Goal: Which lines in the data below contain the word "loaf"? Copy each of them in full, counting only matches with the same uppercase and lowercase letters.

Given entries:
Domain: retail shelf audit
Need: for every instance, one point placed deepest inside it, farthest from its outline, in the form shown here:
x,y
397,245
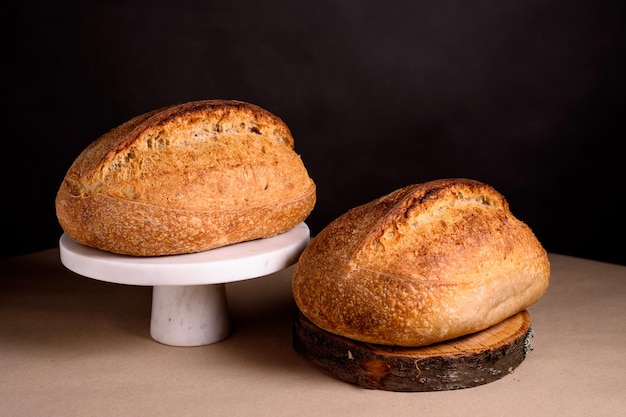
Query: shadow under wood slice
x,y
465,362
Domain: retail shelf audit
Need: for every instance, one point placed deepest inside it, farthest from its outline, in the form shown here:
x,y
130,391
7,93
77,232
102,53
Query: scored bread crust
x,y
186,178
421,265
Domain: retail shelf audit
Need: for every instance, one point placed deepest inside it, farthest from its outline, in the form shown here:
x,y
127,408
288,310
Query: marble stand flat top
x,y
189,306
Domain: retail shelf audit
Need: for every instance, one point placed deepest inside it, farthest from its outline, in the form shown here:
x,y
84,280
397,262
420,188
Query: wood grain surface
x,y
465,362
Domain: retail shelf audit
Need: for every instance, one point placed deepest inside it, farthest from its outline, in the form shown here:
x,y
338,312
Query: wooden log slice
x,y
464,362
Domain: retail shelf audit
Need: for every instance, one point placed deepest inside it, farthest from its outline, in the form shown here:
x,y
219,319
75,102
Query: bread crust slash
x,y
186,178
424,264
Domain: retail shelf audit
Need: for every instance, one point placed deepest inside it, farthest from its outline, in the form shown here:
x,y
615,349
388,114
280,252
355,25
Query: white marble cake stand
x,y
189,296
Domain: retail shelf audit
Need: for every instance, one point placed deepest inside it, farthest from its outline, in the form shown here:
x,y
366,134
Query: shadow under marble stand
x,y
189,305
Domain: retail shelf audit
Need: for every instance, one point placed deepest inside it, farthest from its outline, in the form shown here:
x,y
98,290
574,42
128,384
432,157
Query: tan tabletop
x,y
73,346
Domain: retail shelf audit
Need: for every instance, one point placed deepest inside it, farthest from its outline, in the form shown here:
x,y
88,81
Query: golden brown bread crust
x,y
424,264
186,178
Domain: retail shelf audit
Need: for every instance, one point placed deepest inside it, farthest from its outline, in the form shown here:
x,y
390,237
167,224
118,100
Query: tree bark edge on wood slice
x,y
465,362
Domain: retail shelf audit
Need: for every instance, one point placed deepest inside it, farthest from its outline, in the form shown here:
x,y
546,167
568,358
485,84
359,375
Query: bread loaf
x,y
186,178
424,264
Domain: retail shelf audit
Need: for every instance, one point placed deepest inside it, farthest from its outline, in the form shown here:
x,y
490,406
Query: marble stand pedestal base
x,y
189,305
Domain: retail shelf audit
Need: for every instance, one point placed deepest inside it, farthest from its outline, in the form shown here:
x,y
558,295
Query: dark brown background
x,y
524,95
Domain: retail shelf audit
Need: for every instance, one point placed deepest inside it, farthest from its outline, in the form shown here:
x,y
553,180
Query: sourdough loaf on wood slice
x,y
424,264
186,178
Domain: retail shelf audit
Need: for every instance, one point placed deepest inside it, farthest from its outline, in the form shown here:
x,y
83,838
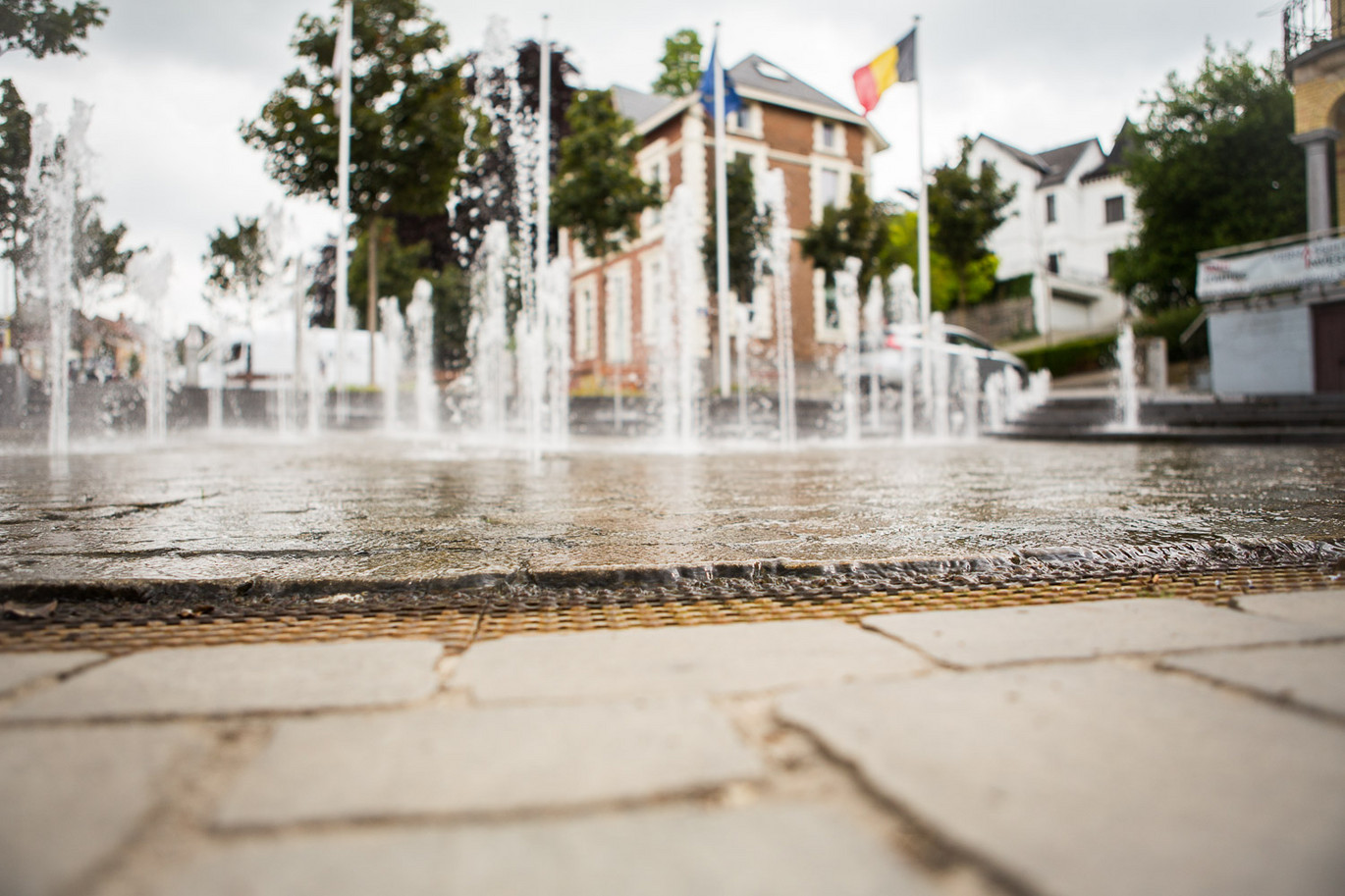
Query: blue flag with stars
x,y
731,101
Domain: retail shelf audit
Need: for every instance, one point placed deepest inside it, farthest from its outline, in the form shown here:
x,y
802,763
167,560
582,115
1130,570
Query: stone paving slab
x,y
240,678
460,761
767,849
1083,630
72,797
1102,778
1311,674
21,669
1311,606
702,659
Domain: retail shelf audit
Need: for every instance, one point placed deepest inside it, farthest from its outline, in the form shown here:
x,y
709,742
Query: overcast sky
x,y
171,79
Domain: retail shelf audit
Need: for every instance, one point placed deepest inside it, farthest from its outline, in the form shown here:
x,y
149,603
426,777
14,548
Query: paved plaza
x,y
1130,746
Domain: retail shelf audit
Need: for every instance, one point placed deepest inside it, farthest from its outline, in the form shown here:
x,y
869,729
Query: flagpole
x,y
923,220
344,209
722,214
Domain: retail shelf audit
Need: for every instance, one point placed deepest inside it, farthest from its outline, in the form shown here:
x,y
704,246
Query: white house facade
x,y
1071,211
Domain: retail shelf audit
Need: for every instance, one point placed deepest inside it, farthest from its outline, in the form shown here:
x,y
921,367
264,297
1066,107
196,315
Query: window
x,y
619,318
585,323
830,187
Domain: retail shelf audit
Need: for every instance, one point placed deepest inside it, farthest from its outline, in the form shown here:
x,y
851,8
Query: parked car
x,y
902,347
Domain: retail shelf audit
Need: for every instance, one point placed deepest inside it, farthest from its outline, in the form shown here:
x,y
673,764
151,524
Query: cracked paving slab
x,y
443,761
779,849
1102,778
240,678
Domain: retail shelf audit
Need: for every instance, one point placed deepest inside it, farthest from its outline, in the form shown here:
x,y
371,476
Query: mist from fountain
x,y
147,278
775,194
395,352
54,173
1127,389
420,316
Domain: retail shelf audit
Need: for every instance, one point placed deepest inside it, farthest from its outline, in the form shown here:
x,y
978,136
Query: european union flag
x,y
731,101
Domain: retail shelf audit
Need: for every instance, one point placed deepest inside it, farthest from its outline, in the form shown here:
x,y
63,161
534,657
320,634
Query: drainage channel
x,y
462,616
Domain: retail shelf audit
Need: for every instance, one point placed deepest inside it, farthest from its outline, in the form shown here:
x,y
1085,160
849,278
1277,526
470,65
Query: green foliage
x,y
680,64
944,287
749,229
597,192
40,27
239,261
1079,355
862,229
1170,323
1213,166
963,211
405,126
399,269
15,148
98,252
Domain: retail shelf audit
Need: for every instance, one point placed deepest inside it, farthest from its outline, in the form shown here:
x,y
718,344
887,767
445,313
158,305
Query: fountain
x,y
395,340
1127,391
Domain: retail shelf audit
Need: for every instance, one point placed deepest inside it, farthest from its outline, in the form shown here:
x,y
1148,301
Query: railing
x,y
1309,23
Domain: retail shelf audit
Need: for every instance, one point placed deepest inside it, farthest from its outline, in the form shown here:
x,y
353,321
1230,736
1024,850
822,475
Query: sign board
x,y
1302,264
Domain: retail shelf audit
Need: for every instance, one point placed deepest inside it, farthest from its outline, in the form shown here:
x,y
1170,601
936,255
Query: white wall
x,y
1262,351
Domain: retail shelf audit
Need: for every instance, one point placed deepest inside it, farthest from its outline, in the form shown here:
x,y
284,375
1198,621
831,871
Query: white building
x,y
1072,210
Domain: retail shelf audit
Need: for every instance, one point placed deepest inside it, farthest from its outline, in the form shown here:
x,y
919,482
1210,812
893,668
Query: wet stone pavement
x,y
493,675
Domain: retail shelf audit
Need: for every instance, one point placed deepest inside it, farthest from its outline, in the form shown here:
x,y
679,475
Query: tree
x,y
1212,166
748,228
40,27
405,126
680,65
597,192
860,231
502,97
963,211
15,148
240,261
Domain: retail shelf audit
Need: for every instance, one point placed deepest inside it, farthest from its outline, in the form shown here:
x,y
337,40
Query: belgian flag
x,y
893,65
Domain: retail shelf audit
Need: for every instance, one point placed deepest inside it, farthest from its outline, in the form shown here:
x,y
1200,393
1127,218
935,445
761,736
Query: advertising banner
x,y
1319,261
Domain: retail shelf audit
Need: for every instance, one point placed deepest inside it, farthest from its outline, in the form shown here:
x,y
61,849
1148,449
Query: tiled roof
x,y
639,106
1115,160
1053,164
762,76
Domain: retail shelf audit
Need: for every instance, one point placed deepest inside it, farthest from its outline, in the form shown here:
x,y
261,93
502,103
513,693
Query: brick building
x,y
820,145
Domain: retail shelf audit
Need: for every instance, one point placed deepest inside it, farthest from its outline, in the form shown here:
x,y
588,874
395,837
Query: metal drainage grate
x,y
581,609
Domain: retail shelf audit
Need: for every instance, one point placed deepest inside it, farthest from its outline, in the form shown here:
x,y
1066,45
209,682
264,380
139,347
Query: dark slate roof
x,y
1053,164
749,75
639,106
1115,160
1061,160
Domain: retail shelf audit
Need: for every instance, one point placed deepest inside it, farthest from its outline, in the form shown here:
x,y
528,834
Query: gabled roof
x,y
1053,164
764,77
1115,160
755,79
639,106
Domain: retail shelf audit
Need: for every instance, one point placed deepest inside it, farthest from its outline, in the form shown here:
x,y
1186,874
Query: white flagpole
x,y
923,220
722,216
344,207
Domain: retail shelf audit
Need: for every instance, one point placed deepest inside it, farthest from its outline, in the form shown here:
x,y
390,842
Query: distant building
x,y
1276,309
818,142
1072,211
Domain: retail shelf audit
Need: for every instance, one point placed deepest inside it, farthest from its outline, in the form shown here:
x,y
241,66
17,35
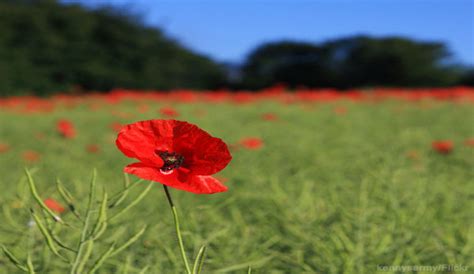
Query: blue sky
x,y
227,30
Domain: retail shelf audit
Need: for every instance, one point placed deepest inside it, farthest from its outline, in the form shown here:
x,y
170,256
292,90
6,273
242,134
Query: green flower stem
x,y
178,232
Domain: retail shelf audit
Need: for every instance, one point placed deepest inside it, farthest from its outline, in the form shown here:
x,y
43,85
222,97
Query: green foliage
x,y
358,61
327,193
47,47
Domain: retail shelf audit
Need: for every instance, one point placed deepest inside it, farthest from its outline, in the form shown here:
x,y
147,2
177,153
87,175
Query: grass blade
x,y
38,199
47,236
29,263
199,261
129,242
13,259
134,202
102,259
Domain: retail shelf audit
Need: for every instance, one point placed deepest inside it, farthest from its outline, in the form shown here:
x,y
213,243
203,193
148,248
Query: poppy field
x,y
269,182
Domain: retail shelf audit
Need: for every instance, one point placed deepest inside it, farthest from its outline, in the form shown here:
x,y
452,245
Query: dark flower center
x,y
172,160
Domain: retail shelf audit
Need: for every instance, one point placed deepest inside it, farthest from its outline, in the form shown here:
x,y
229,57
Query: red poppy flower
x,y
252,143
174,153
54,205
66,128
168,112
443,147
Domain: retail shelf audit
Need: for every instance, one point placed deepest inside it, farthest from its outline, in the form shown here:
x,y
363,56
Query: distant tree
x,y
358,61
47,47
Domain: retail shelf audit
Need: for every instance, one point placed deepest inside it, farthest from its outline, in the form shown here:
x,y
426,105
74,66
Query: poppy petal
x,y
177,179
141,140
203,154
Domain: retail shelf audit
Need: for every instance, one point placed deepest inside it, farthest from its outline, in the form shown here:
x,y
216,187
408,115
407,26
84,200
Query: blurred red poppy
x,y
54,205
341,110
4,147
269,116
174,153
443,147
116,126
169,112
252,143
469,142
31,156
66,128
92,148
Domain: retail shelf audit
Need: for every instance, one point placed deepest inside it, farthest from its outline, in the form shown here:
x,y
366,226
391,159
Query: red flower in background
x,y
116,126
469,142
269,116
169,112
4,147
341,110
54,205
174,153
66,128
92,148
443,147
31,156
252,143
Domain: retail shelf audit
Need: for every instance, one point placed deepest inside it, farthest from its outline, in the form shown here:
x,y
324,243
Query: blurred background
x,y
76,46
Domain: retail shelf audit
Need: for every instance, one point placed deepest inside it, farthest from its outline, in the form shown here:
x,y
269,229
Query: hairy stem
x,y
178,232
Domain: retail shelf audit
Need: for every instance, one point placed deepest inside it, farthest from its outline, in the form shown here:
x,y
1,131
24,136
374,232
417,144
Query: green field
x,y
327,193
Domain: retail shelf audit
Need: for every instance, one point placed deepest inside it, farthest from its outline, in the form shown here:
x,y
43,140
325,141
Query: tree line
x,y
48,47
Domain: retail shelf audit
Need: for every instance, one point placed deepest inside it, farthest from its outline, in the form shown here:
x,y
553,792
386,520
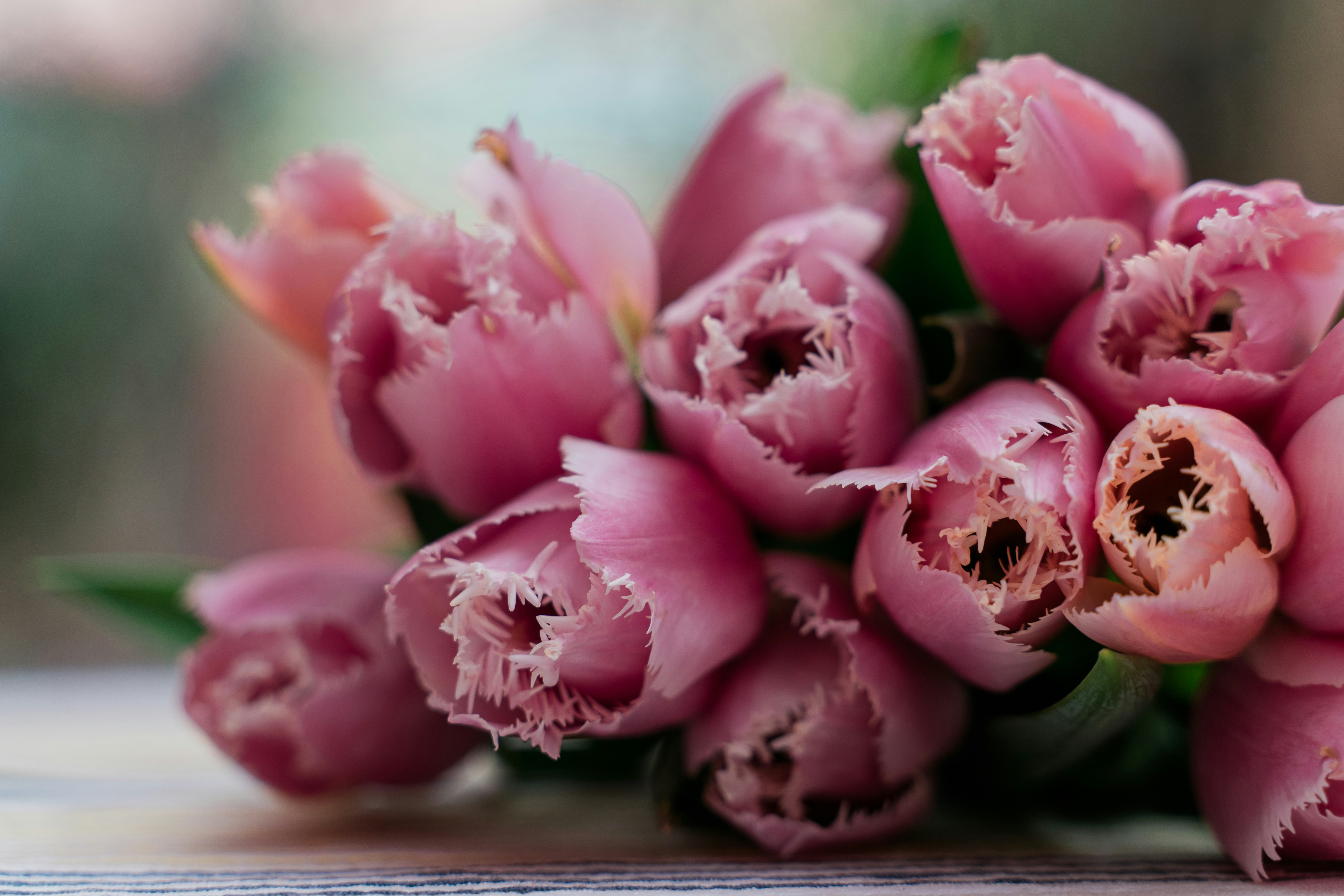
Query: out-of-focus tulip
x,y
1312,575
1267,741
983,528
300,682
1318,381
1243,284
1193,512
775,155
791,363
599,604
322,214
1041,174
823,734
459,362
585,229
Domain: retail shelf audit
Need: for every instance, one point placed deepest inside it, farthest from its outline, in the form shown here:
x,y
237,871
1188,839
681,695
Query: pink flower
x,y
775,155
599,604
1318,381
1041,174
1267,741
1193,512
825,733
585,229
791,363
459,363
982,528
1243,283
300,683
323,213
1311,574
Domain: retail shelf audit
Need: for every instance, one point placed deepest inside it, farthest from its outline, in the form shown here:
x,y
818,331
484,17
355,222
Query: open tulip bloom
x,y
1193,512
983,528
630,428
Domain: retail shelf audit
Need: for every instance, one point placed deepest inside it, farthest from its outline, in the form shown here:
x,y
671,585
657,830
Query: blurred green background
x,y
142,412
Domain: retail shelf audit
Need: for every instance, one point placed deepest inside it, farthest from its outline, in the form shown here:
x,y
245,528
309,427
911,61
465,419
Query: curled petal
x,y
983,528
299,682
583,226
317,221
772,156
823,733
1312,571
1267,754
1041,175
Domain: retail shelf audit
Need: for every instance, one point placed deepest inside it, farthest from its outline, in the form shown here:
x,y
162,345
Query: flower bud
x,y
300,683
323,213
1041,174
599,604
825,733
1243,283
585,229
790,365
1267,741
1193,512
776,155
459,362
982,528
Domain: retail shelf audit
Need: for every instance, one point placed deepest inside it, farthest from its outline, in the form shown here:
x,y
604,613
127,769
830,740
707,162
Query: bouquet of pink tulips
x,y
718,483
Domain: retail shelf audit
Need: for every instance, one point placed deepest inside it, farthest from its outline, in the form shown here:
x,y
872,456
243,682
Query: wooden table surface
x,y
107,789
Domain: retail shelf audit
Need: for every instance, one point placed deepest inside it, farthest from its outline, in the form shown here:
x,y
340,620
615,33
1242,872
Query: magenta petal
x,y
300,683
583,224
662,530
317,221
1318,381
1267,758
773,156
1310,590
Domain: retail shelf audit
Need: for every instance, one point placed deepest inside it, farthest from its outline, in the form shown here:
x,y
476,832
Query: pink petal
x,y
1210,620
1265,756
584,225
1311,574
662,523
1319,379
773,156
317,222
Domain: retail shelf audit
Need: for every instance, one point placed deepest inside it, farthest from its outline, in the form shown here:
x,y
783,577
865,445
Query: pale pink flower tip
x,y
1193,514
1267,741
323,213
983,528
600,604
825,733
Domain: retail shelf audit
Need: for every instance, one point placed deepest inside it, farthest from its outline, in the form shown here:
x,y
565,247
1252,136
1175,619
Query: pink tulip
x,y
1243,284
825,733
1193,512
1267,742
1312,575
775,155
1318,381
791,363
459,362
300,683
323,213
585,229
599,604
1041,174
983,528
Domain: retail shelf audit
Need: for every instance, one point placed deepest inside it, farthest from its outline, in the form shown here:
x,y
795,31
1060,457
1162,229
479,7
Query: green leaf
x,y
1112,696
144,590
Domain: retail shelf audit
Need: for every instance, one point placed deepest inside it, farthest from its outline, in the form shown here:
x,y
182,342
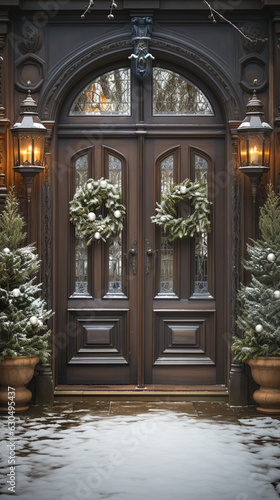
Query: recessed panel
x,y
96,335
184,338
183,334
98,338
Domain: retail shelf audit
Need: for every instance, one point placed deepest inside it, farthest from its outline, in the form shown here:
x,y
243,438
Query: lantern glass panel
x,y
266,153
16,150
38,149
243,150
25,149
255,150
28,149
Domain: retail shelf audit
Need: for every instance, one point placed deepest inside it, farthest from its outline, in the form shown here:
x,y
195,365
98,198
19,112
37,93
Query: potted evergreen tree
x,y
23,313
259,313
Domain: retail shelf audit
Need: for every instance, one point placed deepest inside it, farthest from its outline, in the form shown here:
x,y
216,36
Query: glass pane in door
x,y
81,251
115,285
166,248
201,240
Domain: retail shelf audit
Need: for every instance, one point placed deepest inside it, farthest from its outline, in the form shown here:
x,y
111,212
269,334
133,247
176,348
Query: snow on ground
x,y
157,455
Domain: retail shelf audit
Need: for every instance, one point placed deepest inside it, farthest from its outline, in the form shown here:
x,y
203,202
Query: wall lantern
x,y
254,138
29,143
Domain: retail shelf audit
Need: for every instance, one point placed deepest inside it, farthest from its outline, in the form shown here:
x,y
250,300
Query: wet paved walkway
x,y
142,451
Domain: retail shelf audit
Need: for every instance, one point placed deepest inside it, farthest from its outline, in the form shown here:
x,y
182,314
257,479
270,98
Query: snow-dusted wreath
x,y
179,227
89,199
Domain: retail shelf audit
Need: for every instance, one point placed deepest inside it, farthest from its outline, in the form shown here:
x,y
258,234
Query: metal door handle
x,y
149,257
132,257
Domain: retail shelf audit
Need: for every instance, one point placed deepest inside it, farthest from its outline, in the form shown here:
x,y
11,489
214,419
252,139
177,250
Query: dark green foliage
x,y
258,301
181,227
19,295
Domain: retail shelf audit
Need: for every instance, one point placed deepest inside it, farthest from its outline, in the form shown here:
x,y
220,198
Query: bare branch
x,y
212,11
90,4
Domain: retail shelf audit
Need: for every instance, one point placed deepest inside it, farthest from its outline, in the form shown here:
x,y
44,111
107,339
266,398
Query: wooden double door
x,y
138,309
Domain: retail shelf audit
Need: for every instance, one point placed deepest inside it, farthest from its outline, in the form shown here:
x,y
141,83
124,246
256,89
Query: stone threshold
x,y
148,393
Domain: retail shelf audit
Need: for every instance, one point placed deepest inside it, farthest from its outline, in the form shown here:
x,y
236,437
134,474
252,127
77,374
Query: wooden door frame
x,y
61,81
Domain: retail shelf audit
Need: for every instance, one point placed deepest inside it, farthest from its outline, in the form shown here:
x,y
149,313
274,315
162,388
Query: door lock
x,y
149,257
132,257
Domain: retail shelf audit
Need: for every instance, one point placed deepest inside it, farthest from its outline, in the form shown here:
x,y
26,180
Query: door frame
x,y
62,80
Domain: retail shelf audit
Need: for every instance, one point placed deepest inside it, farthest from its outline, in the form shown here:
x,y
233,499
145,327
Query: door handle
x,y
149,257
132,257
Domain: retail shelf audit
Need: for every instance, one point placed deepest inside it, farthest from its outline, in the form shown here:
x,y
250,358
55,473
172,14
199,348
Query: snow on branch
x,y
212,16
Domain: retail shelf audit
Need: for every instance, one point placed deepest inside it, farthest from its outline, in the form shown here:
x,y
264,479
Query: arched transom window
x,y
110,94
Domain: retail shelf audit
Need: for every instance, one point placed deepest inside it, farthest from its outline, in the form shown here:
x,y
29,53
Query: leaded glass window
x,y
81,253
201,240
115,242
109,94
175,95
166,248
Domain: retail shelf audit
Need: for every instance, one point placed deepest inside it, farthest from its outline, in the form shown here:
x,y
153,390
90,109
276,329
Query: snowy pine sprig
x,y
90,200
23,312
259,303
180,227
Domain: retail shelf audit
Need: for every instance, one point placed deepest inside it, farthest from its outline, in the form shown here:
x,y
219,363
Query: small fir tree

Task answer:
Query: bread loaf
Query: sourdough loaf on wood slice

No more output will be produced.